■ What you are asked to do
Please print every line from the one containing "Give the outline of every instance of the woman at" through the last line of the records below, exactly as written and nothing more.

■ Record extracts
-----

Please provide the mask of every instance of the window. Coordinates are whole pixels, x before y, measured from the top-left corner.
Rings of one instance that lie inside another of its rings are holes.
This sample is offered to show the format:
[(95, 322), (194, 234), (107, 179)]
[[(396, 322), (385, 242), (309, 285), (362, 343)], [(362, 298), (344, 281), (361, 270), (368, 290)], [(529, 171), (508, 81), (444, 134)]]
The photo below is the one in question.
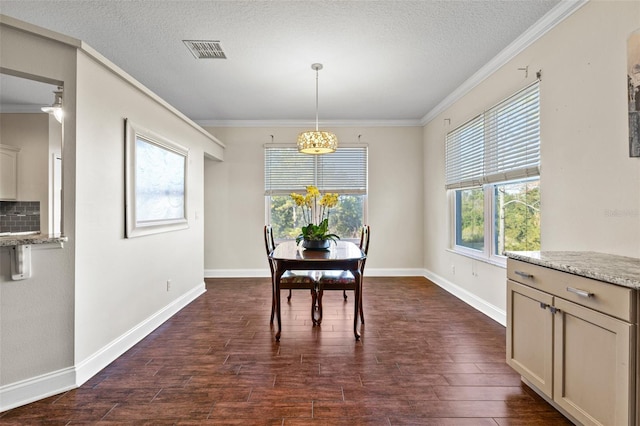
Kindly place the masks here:
[(447, 134), (453, 248), (504, 262), (540, 249), (540, 102), (536, 82)]
[(290, 145), (265, 146), (266, 220), (274, 238), (293, 239), (307, 225), (289, 194), (304, 194), (309, 185), (323, 193), (340, 194), (338, 206), (329, 215), (329, 228), (343, 239), (359, 238), (366, 221), (367, 147), (309, 155)]

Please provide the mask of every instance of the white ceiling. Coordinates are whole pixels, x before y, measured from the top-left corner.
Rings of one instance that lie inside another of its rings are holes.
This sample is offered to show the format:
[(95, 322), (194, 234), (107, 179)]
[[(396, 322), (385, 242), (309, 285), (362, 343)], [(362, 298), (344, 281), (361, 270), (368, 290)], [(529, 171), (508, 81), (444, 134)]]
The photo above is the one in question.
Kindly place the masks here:
[[(0, 0), (0, 12), (85, 41), (200, 123), (313, 122), (314, 62), (321, 123), (419, 123), (563, 3)], [(227, 59), (196, 59), (182, 40), (219, 40)]]

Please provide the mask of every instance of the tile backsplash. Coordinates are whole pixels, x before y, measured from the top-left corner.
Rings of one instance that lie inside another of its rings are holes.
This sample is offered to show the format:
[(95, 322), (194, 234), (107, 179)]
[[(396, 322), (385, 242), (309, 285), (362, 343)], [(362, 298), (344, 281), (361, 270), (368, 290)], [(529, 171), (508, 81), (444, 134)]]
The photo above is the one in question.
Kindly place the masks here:
[(0, 201), (0, 233), (40, 232), (39, 201)]

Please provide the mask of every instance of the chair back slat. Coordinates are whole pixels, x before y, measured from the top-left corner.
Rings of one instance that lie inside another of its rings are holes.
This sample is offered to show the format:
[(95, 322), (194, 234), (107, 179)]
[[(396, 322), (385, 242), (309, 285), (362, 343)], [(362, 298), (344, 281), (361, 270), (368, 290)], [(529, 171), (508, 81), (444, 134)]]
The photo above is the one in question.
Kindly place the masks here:
[(271, 225), (265, 225), (264, 227), (264, 248), (267, 250), (267, 261), (269, 262), (269, 269), (271, 269), (271, 278), (273, 279), (274, 265), (269, 255), (276, 249), (276, 245), (273, 241), (273, 228)]

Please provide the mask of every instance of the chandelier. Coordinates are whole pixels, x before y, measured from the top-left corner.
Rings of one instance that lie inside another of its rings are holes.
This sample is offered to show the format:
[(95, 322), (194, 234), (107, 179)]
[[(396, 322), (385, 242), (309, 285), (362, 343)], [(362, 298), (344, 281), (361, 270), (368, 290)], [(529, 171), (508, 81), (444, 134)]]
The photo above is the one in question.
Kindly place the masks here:
[(318, 130), (318, 71), (322, 64), (312, 64), (316, 72), (316, 130), (308, 130), (298, 135), (298, 151), (305, 154), (329, 154), (338, 148), (338, 138), (331, 132)]

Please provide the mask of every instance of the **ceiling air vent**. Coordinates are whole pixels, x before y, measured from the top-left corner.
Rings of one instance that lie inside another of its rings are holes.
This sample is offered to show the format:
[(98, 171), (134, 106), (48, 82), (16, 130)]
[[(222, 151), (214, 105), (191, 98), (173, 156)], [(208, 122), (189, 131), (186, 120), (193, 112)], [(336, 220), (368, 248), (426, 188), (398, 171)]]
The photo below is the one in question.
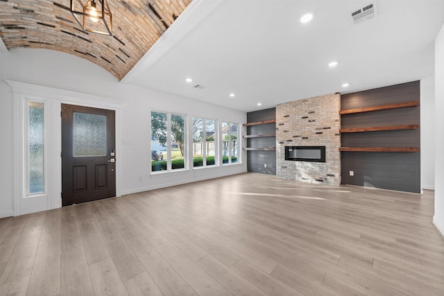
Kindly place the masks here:
[(369, 19), (376, 15), (376, 6), (375, 3), (371, 3), (366, 7), (359, 8), (357, 10), (352, 12), (352, 19), (353, 24), (356, 24), (364, 21), (366, 19)]

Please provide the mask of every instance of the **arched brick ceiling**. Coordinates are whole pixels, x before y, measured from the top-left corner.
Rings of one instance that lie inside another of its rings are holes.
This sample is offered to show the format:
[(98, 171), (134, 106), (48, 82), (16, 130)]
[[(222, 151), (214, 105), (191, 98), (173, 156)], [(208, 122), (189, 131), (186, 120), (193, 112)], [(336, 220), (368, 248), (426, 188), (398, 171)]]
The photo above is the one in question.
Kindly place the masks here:
[(121, 80), (191, 1), (109, 0), (110, 37), (83, 32), (69, 12), (69, 0), (0, 0), (0, 36), (8, 50), (71, 53)]

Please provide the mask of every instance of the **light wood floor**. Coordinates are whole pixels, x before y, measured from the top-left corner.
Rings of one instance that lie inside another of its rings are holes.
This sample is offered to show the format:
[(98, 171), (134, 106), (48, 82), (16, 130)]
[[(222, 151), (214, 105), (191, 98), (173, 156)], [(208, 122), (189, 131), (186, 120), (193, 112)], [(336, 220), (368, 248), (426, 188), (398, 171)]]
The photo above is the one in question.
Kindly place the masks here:
[(0, 295), (444, 295), (423, 195), (246, 173), (0, 220)]

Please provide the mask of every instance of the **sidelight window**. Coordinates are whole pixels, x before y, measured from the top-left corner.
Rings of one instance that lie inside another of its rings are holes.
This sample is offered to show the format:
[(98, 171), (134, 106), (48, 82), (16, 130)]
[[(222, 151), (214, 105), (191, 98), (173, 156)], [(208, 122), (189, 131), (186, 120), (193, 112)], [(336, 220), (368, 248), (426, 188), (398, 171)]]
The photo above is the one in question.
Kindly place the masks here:
[(44, 104), (28, 101), (28, 195), (45, 191)]

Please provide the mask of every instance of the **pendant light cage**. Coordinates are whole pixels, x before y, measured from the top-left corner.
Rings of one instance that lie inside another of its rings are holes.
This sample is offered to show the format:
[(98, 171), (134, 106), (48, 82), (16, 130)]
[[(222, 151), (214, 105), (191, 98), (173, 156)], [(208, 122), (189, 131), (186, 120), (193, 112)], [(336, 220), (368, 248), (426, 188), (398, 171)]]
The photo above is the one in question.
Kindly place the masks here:
[(112, 35), (112, 15), (107, 0), (71, 0), (71, 13), (84, 32)]

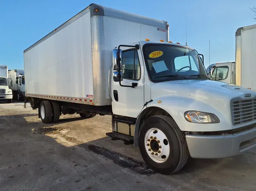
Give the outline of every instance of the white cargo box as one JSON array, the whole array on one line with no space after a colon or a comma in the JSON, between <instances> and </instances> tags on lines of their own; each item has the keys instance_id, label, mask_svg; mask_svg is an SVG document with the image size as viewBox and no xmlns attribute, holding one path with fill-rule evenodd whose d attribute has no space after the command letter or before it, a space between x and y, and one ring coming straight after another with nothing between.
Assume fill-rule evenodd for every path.
<instances>
[{"instance_id":1,"label":"white cargo box","mask_svg":"<svg viewBox=\"0 0 256 191\"><path fill-rule=\"evenodd\" d=\"M236 32L236 83L256 91L256 25Z\"/></svg>"},{"instance_id":2,"label":"white cargo box","mask_svg":"<svg viewBox=\"0 0 256 191\"><path fill-rule=\"evenodd\" d=\"M24 51L27 97L111 104L112 50L149 39L168 40L167 22L91 4Z\"/></svg>"}]
</instances>

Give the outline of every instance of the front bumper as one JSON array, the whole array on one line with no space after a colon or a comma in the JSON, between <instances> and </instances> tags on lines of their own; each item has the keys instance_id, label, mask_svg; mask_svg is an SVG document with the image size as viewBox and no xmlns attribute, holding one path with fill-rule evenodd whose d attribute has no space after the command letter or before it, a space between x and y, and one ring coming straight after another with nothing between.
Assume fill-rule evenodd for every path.
<instances>
[{"instance_id":1,"label":"front bumper","mask_svg":"<svg viewBox=\"0 0 256 191\"><path fill-rule=\"evenodd\" d=\"M186 140L192 158L229 157L256 146L256 127L226 135L187 135Z\"/></svg>"},{"instance_id":2,"label":"front bumper","mask_svg":"<svg viewBox=\"0 0 256 191\"><path fill-rule=\"evenodd\" d=\"M0 100L13 99L13 94L0 94Z\"/></svg>"}]
</instances>

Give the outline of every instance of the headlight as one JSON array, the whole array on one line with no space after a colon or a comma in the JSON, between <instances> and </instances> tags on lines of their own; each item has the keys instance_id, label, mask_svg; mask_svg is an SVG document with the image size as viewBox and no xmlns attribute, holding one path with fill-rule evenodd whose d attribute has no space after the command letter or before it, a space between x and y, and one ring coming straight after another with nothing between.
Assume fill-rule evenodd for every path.
<instances>
[{"instance_id":1,"label":"headlight","mask_svg":"<svg viewBox=\"0 0 256 191\"><path fill-rule=\"evenodd\" d=\"M188 122L197 123L220 123L218 117L212 113L196 111L188 111L184 114L185 118Z\"/></svg>"}]
</instances>

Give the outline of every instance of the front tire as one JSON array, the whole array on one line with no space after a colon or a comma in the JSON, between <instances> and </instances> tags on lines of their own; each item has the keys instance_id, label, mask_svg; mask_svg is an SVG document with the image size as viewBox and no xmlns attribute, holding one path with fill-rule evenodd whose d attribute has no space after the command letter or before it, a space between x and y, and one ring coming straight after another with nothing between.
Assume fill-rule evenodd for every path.
<instances>
[{"instance_id":1,"label":"front tire","mask_svg":"<svg viewBox=\"0 0 256 191\"><path fill-rule=\"evenodd\" d=\"M49 123L52 121L52 112L51 104L49 101L43 101L40 105L40 118L44 123Z\"/></svg>"},{"instance_id":2,"label":"front tire","mask_svg":"<svg viewBox=\"0 0 256 191\"><path fill-rule=\"evenodd\" d=\"M189 156L185 134L167 116L153 116L145 120L140 130L139 145L146 164L160 174L179 171Z\"/></svg>"}]
</instances>

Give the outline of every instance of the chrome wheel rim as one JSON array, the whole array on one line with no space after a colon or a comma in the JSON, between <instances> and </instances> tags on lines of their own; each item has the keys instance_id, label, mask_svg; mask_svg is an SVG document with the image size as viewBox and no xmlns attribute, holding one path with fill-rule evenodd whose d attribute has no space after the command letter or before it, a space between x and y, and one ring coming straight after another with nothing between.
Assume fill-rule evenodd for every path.
<instances>
[{"instance_id":1,"label":"chrome wheel rim","mask_svg":"<svg viewBox=\"0 0 256 191\"><path fill-rule=\"evenodd\" d=\"M42 117L42 118L44 119L46 114L45 112L44 112L44 107L43 105L41 106L40 112L41 113L41 117Z\"/></svg>"},{"instance_id":2,"label":"chrome wheel rim","mask_svg":"<svg viewBox=\"0 0 256 191\"><path fill-rule=\"evenodd\" d=\"M148 154L154 162L162 163L170 154L170 146L167 137L160 129L152 128L146 134L144 143Z\"/></svg>"}]
</instances>

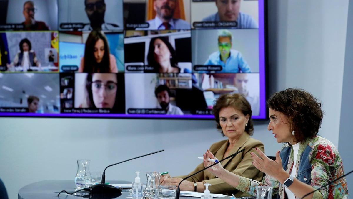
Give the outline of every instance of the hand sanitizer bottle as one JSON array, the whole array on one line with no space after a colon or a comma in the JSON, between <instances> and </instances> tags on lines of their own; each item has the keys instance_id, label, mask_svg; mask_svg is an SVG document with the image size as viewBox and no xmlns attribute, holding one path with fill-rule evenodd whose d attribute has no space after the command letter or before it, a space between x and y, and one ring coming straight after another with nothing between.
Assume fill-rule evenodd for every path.
<instances>
[{"instance_id":1,"label":"hand sanitizer bottle","mask_svg":"<svg viewBox=\"0 0 353 199\"><path fill-rule=\"evenodd\" d=\"M212 196L210 195L210 190L208 190L208 186L211 184L206 183L204 185L206 187L206 189L203 191L203 195L201 197L201 199L212 199Z\"/></svg>"},{"instance_id":2,"label":"hand sanitizer bottle","mask_svg":"<svg viewBox=\"0 0 353 199\"><path fill-rule=\"evenodd\" d=\"M135 178L135 182L132 183L132 198L141 198L142 193L142 183L141 182L138 175L139 171L136 171L136 177Z\"/></svg>"}]
</instances>

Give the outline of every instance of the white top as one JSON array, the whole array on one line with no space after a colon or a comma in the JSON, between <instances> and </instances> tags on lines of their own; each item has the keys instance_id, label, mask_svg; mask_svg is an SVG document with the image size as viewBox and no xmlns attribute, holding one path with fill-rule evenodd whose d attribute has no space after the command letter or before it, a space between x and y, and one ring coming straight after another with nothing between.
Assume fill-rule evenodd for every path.
<instances>
[{"instance_id":1,"label":"white top","mask_svg":"<svg viewBox=\"0 0 353 199\"><path fill-rule=\"evenodd\" d=\"M29 55L28 51L23 51L23 64L22 67L23 67L23 71L27 71L27 70L29 68Z\"/></svg>"},{"instance_id":2,"label":"white top","mask_svg":"<svg viewBox=\"0 0 353 199\"><path fill-rule=\"evenodd\" d=\"M294 161L293 162L293 167L292 169L292 171L291 171L290 174L291 176L294 177L294 178L295 178L295 176L297 175L297 168L295 165L297 164L297 160L298 159L298 151L299 150L299 142L292 146L293 150L294 151L294 154L293 154ZM285 191L287 194L288 199L296 199L295 196L294 194L287 187L285 187Z\"/></svg>"},{"instance_id":3,"label":"white top","mask_svg":"<svg viewBox=\"0 0 353 199\"><path fill-rule=\"evenodd\" d=\"M176 106L175 106L170 103L168 106L168 110L167 111L166 114L167 115L184 115L184 113L183 112L180 108ZM161 105L158 104L157 106L157 108L162 108Z\"/></svg>"}]
</instances>

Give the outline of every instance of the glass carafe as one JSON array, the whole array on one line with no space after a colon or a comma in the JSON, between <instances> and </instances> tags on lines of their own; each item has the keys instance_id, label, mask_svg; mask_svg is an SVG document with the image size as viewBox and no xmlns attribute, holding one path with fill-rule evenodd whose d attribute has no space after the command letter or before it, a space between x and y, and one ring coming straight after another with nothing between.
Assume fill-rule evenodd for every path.
<instances>
[{"instance_id":1,"label":"glass carafe","mask_svg":"<svg viewBox=\"0 0 353 199\"><path fill-rule=\"evenodd\" d=\"M256 187L256 199L271 199L272 198L272 187Z\"/></svg>"},{"instance_id":2,"label":"glass carafe","mask_svg":"<svg viewBox=\"0 0 353 199\"><path fill-rule=\"evenodd\" d=\"M85 188L87 172L89 171L89 160L77 160L77 172L75 177L75 184L80 189Z\"/></svg>"},{"instance_id":3,"label":"glass carafe","mask_svg":"<svg viewBox=\"0 0 353 199\"><path fill-rule=\"evenodd\" d=\"M146 188L143 192L144 199L155 199L158 197L160 191L162 191L160 186L160 180L161 173L157 172L146 173L147 177L147 182Z\"/></svg>"}]
</instances>

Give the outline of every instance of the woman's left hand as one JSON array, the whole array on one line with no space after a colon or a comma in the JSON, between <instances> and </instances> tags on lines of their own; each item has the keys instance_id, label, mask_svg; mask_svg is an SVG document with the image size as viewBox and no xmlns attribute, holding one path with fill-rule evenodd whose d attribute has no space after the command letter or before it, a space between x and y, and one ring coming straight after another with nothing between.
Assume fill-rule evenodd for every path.
<instances>
[{"instance_id":1,"label":"woman's left hand","mask_svg":"<svg viewBox=\"0 0 353 199\"><path fill-rule=\"evenodd\" d=\"M282 160L280 156L280 152L276 153L276 160L273 160L269 158L258 148L255 149L260 157L253 153L251 153L253 161L252 164L258 169L262 172L279 180L278 176L283 174L282 172L287 172L282 167Z\"/></svg>"},{"instance_id":2,"label":"woman's left hand","mask_svg":"<svg viewBox=\"0 0 353 199\"><path fill-rule=\"evenodd\" d=\"M175 185L178 187L180 181L183 180L181 178L167 178L163 181L164 184L166 185ZM194 183L192 182L184 180L180 185L181 191L193 191L194 189Z\"/></svg>"}]
</instances>

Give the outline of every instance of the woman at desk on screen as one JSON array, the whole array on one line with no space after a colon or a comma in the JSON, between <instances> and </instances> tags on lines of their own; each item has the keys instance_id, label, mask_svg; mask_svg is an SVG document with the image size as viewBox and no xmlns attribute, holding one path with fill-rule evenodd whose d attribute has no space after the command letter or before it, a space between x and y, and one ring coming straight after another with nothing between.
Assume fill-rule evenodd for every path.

-----

■ Expected answer
Give the outline of every instance of the woman at desk on screen as one JSON array, the whole array on one line with no space after a colon or a comma in the JSON, between <instances> and </instances> tags on lines of their own; each item has the keys instance_id, label, mask_svg; mask_svg is an SVG document with the image size as viewBox and no xmlns attribute, holding one path with fill-rule evenodd whose d attribute has no space after the command letter or before it, a space between x and y, and one ring coming straight after another with nothing between.
Assume fill-rule evenodd for every path.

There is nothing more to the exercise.